阅读文本
+++++

这一株葡萄树,是十年前我路过一家庭院时,主人送给我的。主人正在整理庭院,拔除多余的树苗,这株葡萄树虽然弱小,但根须齐全,我说了声感谢,就收下了,拿回来栽植在我居住院子的土墙根下,土墙根下是一片绿色的草坪,之后,我就忘记了有这档子事。等想起来时,已经是十年之后,没想到,这株葡萄树不仅活了,而且长成了小树,枝节扭曲,盘旋向上,竟攀上了长长的院墙,一些藤蔓连同细嫩的青枝绿叶,竟顺着院墙延伸至院墙外,而院墙外则是一条大街,每天车辆穿梭,人来人往。院墙内,葡萄悄悄生长,枝叶茂盛,还结出了一串一串的葡萄。我赶紧约了门房老头,找来木棍,为葡萄搭起架子。如今,这株葡萄已经有胳臂粗细,夏天枝繁叶茂,浓荫如盖,秋来硕果累累,珠圆玉润。过往行人,只是赞叹头顶上这一架葡萄的清爽阴凉,并无人抬手摘食品尝,倒是门房老头,怕葡萄掉落可惜,时不时摘些送给路人品尝,吃过葡萄的人都用当地话说:这葡萄嘹扎了,味道酸酸甜甜的,让人口舌生津,真是不多见的好葡萄。我每天闲暇时,喜欢坐在葡萄架下,静静的看如潮的人流,纷争的红尘。只是,所有行人,脚步匆匆,顾及各自的生活,并不肯停歇下来,与我说些花开花谢,潮涨潮落的红尘俗事。但我知道,我与他们,并没有本质上的区别,我们同是葡萄架下的匆匆过客,不存在贫富贵贱之分。

+++++

所给材料

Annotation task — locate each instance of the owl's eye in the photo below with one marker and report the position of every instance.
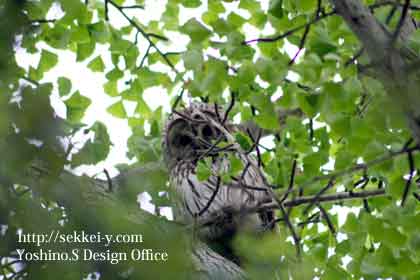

+++++

任务说明
根据这篇关于葡萄树的短文回答下列问题：
1. 这株葡萄树最初是怎样得来的？
2. 发现葡萄结果后，作者约了谁一起为葡萄搭架子？
3. 吃过葡萄的人说它的味道怎么样？

解答
1. 十年前作者路过一家庭院，主人正在整理庭院、拔除多余的树苗，就把这株葡萄树送给了作者。
2. 作者约了门房老头，两人找来木棍为葡萄搭起架子。
3. 吃过葡萄的人说它的味道酸酸甜甜的，让人口舌生津，是不多见的好葡萄。